Check your understanding:
a) Which physical theories, or interpretations of a theory, does the passage about the cat in quantum mechanics name? List each one once.
b) Could you extend the passage about the cat in quantum mechanics, picking up right after its final sentence?

Document segment:
== Segment start ==

What about the first? Let me say first of all that in neither the Copenhagen nor the Many Worlds interpretation is the cat “simultaneously alive and dead”. Not only is there no way of expressing that in quantum mechanics (at least, no one has articulated one), but in any event the proper statement of the situation is that “We can say nothing about the state of the cat, other than that live and dead are both possible outcomes of an observation”. That might sound like a pedantic distinction, but it will not be possible to make sense of quantum mechanics without it.

== Segment end ==

Dataset content:
== Segment start ==

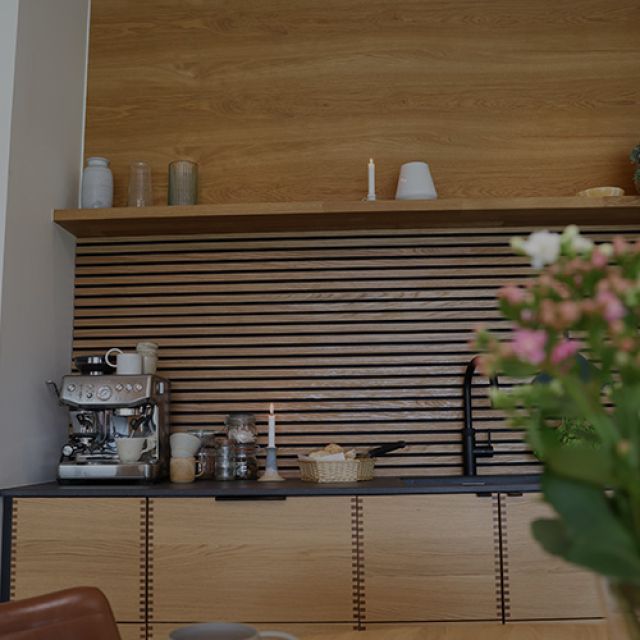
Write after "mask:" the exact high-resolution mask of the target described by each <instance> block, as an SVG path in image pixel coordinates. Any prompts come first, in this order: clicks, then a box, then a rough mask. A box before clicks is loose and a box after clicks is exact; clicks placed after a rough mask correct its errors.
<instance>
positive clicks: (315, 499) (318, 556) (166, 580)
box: [150, 497, 353, 622]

== Segment end ==

Solved tasks:
a)
Copenhagen interpretation
Many Worlds interpretation
quantum mechanics

b)
Now, I would hesitate to call the Copenhagen interpretation the “standard” interpretation, since there is no consensus, nor even a majority view, about which is the correct interpretation of quantum mechanics, at least among those who think about foundational issues. What’s more, the “Copenhagen interpretation” is not a single thing: Heisenberg expressed it differently to Bohr, and Wheeler had his own view too, as did others. However, I think Bohr would have said something like this: after observation, we have acquired now information that has changed our view of the cat’s condition (assuming it can be expressed in quantum terms at all) from an indeterminate to a determinate one. Some Copenhagenists, such as Pascual Jordan, spoke of this in causative terms: our observations produce the results. In that view, it seems acceptable to say that “Your measurement killed the cat” (although since we cannot say that it was previously alive, we might need to say more strictly “Your measurement elicited a dead cat”). But I’m not at all sure that Bohr would have seen causation at work in the measurement, as if “wavefunction reduction” is a physical effect that kills the cat. (That’s really the third, “objective collapse” option, which is given the least problematic representation here.) I think Bohr might have said something along the lines that “Observation allows us to speak about the classical state of the cat. And look, it is a dead one!”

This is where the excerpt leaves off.